-------- Exercise inputs
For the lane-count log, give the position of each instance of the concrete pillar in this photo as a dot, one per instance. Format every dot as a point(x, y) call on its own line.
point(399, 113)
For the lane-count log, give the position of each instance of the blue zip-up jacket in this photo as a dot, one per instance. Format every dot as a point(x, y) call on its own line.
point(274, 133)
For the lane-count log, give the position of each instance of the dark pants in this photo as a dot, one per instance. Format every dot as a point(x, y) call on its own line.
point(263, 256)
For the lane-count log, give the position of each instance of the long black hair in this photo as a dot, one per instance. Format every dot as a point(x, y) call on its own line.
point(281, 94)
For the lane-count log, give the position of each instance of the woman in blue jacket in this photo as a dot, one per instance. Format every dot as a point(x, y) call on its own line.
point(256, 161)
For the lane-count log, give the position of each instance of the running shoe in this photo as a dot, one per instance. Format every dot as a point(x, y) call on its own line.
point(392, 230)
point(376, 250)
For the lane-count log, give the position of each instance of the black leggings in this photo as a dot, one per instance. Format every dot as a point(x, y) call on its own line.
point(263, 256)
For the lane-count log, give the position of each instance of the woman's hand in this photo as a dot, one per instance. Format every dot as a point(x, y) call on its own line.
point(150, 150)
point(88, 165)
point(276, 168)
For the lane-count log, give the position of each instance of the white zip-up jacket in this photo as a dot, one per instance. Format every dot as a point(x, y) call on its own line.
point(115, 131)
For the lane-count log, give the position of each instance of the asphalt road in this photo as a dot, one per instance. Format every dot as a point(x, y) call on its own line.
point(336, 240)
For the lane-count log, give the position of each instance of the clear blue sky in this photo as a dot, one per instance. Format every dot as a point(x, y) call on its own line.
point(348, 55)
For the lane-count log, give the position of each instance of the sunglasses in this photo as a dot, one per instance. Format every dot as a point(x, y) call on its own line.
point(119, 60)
----------------
-------- Exercise inputs
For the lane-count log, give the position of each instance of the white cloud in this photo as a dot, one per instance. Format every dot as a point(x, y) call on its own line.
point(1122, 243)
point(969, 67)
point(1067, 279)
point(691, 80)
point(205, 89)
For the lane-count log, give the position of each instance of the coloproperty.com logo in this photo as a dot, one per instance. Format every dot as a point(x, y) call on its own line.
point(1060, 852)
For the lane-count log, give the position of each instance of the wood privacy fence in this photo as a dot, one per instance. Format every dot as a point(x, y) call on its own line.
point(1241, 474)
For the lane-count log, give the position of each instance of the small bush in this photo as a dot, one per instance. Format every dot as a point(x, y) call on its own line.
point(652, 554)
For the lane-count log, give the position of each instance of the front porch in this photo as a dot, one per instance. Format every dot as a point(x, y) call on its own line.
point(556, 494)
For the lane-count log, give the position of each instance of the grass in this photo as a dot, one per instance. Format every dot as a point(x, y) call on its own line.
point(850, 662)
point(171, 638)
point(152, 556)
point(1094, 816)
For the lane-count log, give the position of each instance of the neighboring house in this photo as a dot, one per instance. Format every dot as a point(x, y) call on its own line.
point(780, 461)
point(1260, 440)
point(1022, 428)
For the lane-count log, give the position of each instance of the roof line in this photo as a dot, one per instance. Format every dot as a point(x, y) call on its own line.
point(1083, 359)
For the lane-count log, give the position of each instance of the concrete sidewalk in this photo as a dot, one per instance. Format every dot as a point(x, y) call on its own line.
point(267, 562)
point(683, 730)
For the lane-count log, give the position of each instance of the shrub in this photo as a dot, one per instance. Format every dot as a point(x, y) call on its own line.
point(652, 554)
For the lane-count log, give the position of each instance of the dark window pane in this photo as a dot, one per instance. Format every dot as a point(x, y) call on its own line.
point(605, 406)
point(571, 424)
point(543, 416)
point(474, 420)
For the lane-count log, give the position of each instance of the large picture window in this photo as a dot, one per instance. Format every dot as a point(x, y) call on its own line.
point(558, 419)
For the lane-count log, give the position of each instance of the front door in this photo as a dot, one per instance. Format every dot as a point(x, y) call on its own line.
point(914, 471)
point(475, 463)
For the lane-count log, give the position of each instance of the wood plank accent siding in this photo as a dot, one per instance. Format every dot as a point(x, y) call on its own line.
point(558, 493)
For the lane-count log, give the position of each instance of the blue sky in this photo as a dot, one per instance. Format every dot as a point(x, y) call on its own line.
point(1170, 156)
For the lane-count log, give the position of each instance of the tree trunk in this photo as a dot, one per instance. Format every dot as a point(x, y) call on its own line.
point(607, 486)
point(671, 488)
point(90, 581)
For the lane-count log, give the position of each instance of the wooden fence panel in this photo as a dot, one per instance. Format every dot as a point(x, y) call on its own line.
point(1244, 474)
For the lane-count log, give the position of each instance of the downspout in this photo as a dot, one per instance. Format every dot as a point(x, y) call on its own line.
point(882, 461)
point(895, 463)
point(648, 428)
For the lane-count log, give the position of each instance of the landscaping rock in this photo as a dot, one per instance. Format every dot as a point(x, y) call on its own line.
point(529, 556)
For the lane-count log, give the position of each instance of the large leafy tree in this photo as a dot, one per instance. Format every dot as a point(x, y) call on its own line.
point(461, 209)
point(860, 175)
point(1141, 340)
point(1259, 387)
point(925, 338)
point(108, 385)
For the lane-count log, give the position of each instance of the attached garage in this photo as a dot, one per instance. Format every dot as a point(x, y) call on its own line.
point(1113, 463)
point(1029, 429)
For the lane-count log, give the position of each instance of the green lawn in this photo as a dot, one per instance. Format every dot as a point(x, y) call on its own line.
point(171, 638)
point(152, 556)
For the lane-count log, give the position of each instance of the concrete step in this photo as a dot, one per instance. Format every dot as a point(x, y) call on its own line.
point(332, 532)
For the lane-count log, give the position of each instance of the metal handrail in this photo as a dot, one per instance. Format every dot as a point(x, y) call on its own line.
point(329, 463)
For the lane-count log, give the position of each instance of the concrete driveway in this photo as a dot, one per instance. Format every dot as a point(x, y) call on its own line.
----------------
-------- Exercise inputs
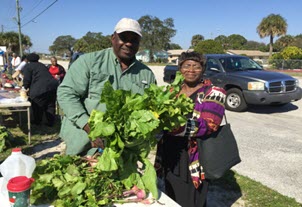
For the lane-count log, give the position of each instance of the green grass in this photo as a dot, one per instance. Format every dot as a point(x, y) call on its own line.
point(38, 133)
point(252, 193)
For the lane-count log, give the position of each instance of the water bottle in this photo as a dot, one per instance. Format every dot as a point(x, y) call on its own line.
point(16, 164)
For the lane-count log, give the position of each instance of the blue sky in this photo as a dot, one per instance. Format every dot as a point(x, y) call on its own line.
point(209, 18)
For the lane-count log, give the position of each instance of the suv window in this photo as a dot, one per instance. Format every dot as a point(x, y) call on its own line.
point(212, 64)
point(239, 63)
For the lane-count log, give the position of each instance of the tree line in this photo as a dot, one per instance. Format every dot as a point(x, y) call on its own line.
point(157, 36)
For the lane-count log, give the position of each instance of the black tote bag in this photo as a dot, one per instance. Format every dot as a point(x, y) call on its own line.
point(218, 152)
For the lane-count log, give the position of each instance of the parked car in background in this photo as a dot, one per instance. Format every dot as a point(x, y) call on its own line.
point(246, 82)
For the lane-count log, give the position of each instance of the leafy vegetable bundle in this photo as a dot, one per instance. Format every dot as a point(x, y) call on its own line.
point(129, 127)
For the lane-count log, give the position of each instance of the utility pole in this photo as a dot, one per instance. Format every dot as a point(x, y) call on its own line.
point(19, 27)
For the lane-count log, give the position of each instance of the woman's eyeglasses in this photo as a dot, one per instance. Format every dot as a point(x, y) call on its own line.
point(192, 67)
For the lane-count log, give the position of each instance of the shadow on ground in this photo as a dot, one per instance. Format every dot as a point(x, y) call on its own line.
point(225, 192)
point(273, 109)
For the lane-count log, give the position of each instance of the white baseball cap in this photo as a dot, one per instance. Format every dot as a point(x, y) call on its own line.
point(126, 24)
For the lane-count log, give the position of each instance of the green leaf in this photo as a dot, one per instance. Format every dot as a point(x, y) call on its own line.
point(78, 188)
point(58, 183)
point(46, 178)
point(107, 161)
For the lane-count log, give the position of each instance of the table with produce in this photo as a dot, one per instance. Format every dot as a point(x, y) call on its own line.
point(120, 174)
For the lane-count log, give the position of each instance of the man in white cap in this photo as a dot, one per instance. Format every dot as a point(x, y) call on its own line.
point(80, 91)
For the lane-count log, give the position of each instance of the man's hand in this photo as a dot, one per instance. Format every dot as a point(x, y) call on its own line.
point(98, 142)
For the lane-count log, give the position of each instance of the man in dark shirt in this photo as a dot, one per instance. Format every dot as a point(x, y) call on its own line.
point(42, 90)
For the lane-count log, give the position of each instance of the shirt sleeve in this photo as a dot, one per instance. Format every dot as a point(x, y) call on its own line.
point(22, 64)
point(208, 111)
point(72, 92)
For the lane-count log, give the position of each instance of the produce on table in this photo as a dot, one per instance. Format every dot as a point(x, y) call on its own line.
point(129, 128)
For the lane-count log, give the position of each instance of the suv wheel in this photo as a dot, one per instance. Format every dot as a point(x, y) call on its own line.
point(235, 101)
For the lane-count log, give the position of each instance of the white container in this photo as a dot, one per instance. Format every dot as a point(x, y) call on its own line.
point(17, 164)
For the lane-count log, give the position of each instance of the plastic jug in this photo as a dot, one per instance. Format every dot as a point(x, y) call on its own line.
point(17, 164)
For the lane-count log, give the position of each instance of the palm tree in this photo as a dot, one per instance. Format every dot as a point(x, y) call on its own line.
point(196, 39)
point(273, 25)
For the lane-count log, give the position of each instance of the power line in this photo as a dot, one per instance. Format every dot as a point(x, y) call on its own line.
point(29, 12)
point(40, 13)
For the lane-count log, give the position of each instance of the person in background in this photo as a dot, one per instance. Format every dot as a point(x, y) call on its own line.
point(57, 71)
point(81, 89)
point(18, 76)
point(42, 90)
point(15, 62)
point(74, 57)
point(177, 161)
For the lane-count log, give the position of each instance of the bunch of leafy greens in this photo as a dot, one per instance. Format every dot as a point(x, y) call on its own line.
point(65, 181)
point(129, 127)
----------------
__What is needed__: Rewrite the lines beginning at the line that has "of the asphalt" and stopping after the line that has "point(348, 55)", with "asphalt road" changed to "paved road" and nothing else altered.

__Result for this task__:
For the lane-count log, give the position of each instance of the paved road in this photo as a dot, one per instance. Format every dot as a point(x, y) call on its own line.
point(336, 240)
For the lane-count log, give the position of each instance of the clear blue sky in this photo as a dot, one per instance. Format every dot as a point(x, y) call on its own line.
point(348, 55)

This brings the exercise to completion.